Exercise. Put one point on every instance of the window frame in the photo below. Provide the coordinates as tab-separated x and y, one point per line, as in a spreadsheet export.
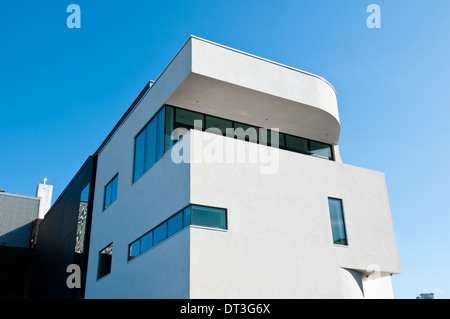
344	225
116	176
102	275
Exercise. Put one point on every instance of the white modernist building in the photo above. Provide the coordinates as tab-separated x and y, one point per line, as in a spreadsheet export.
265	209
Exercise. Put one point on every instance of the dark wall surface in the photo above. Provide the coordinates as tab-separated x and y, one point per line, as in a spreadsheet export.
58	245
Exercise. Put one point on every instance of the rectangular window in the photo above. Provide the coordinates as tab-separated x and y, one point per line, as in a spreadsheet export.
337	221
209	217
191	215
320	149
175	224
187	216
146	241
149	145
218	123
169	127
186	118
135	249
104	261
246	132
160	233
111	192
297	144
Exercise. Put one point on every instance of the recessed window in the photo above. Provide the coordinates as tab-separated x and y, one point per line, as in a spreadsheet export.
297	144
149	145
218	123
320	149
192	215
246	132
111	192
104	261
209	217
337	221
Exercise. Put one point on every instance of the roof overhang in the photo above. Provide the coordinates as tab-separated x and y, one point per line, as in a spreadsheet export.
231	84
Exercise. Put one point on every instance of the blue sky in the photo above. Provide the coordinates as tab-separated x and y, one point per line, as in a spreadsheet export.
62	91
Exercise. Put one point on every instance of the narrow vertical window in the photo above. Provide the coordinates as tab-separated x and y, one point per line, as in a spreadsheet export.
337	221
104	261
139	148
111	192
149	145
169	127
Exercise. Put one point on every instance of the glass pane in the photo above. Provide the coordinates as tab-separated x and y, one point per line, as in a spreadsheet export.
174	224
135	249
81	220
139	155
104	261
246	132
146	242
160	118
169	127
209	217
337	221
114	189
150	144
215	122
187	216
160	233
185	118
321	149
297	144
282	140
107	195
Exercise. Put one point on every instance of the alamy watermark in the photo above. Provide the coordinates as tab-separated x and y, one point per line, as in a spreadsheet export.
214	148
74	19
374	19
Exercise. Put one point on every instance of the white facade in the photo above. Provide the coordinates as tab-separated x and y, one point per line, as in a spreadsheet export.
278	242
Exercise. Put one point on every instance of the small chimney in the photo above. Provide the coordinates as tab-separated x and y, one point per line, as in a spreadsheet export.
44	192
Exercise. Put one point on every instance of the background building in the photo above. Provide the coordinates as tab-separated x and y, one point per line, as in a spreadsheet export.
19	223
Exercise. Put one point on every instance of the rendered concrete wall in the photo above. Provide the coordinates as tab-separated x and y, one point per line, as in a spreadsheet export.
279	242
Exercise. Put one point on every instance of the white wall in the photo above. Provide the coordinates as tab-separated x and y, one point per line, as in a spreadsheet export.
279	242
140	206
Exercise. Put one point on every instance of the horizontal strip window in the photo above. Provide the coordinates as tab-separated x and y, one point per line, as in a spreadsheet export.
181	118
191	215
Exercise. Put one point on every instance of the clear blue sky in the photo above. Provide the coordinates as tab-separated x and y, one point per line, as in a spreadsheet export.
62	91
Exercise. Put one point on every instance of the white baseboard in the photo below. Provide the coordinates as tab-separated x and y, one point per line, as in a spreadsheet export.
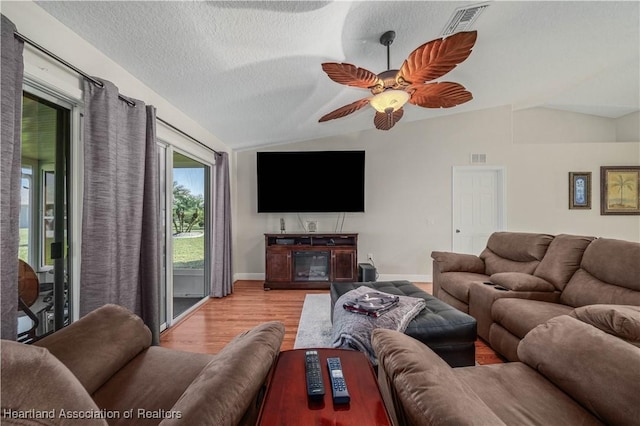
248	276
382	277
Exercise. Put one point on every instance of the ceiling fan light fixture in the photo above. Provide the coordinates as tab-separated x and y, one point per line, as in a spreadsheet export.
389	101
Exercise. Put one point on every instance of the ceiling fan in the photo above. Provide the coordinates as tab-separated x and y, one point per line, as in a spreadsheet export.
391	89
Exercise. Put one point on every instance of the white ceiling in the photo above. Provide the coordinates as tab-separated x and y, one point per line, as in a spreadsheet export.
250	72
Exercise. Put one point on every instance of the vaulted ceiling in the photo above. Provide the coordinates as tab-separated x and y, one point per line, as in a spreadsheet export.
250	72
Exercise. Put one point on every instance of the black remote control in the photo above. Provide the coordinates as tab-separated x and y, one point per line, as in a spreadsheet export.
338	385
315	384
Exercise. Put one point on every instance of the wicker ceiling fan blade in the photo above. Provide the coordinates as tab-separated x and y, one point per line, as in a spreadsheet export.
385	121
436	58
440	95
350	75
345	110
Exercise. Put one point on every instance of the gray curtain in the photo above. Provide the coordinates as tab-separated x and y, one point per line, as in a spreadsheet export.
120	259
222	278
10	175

**Work instructions**: Reproduce all of the entries above word for word, and leave the pictures out.

**Finished exercise**:
Exercise. Put one point on every instance of the window frame in the photo below. Provide the coordinates as tab-separated x and y, one point per line, as in a spreadsheet export.
344	225
116	176
102	275
Exercise. Put one point on every instance of the white modernist building in the photo above. Provide the coordinates as tab-separated x and y, one point per line, as in a spreadsheet export.
265	209
Exercise. Put one point on every instance of the dark wall surface in the photo above. Provide the coordinates as tab-separated x and y, one point per line, as in a spreadsheet export.
58	245
Exercise. Put one point on every instance of the rectangular window in the photo above. Provide the coordinates as tab-separated x and y, one point per line, as in a spreadsheet export.
337	221
209	217
191	215
320	149
175	224
187	216
146	241
149	145
218	123
169	127
186	118
135	249
104	261
246	132
160	233
111	192
297	144
Exercise. Put one point on every instance of the recessed window in the photo above. Provide the coordinates as tab-separated x and y, one point per line, as in a spreadsheet export.
297	144
149	145
218	123
320	149
192	215
246	132
111	192
104	261
209	217
337	221
Exercise. Put one point on every instance of the roof overhang in the photo above. Provide the coordinates as tab-separated x and y, one point per line, as in a spreadsheet export.
231	84
Exercise. Put one point on every instance of the blue sky in the photo above. Provide the coordinates as tab-separated x and y, one point per line, as in a spreadsheet export.
62	91
Exercise. Put one point on every instance of the narrow vertical window in the photo above. Provide the coordinates as tab-separated x and y, one point per line, as in a spreadsheet export.
337	221
104	261
139	148
111	192
149	145
169	127
Exercise. Put one point on every instance of the glass pane in the photo above. Provide the coordinates as tab-separated x and y, one point per line, as in a spreadsheet export.
174	224
135	249
81	220
139	155
104	261
246	132
146	242
160	118
169	127
209	217
337	221
114	189
150	144
215	122
187	216
160	233
185	118
321	149
297	144
282	140
107	195
Exercise. Put one point on every instance of the alamy watermark in the photo above. Provide the coordinates as tab-separated x and y, one point per line, as in a spreadsheet export.
214	148
74	19
374	19
Exercise. Put one point on every instance of the white facade in the photo above. Provide the coordinates as tab-separated x and y, one point per line, as in a spreadsheet export.
278	242
Exercise. Put one point on every instance of the small chimney in the photo above. Provide the coordinates as tab-separated x and y, one point per line, as in a spreadsheet export.
44	192
Exercise. Put one point on every instance of the background building in the photo above. Provide the coordinates as tab-separated x and y, one point per line, as in a spreadsheet export.
19	223
Exercise. Put one point on every instance of the rendered concrete wall in the photo above. Provide the coordinates as tab-separated x and y, one point per line, as in a spreadsheet export.
279	242
Exercise. Put one point on every instance of the white wall in the photo above. Provide the coordinates as tab-separated x and y, one point per line, as in a spreadsheet export.
279	242
140	206
Exercise. Put one point on every instance of the horizontal strip window in the photo above. Provide the coordinates as tab-separated x and y, one point per line, as in a spreadsheet export.
181	118
191	215
Exercise. Put one point on every instance of the clear blue sky in the photo above. Provide the coordinates as tab-separated x and y, one point per line, as in a spreadsheet export.
62	91
Exercise. Put one point on every instance of the white baseboard in the photo below. Provide the coordinates as tab-separated x and y, one point per line, as in a spreadsheet export.
248	276
382	277
Exercise. Put one point on every instance of the ceiling fan light fixture in the photo above. Provide the coordinates as tab-separated x and y, one point per line, as in a spreadsheet export.
389	101
Exercise. Put one point on every instance of the ceiling fan in the photo above. Provide the coordinates as tab-separated x and y, one point per line, as in a spreadsheet export.
391	89
Exercise. Put one point on every instance of the white ceiling in the photo above. Provide the coordinates as tab-separated x and y, one point per line, as in a spreadsheet export.
250	72
Exercise. Put one point on every instance of the vaulted ceiling in the photo above. Provide the coordinates as tab-separated x and y, one point per line, as in a spreadsheet export.
250	72
Exercise. Put one point on every instance of the black remote control in the photo above. Provide the coordinates as tab-separated x and y, one point per line, as in a spreadsheet export.
338	385
315	384
Exercise. Put one point on every instance of the wicker ceiling fan blade in the photo above. Provide the coordinates as tab-separated x and y, one point per line, as in a spreadsheet export.
385	121
436	58
440	95
350	75
345	110
Exercise. Put one point on every instance of the gray curtain in the photo above. Provide the coordinates as tab-separated x and y, one point per line, as in a spreadsheet export.
120	259
222	278
10	175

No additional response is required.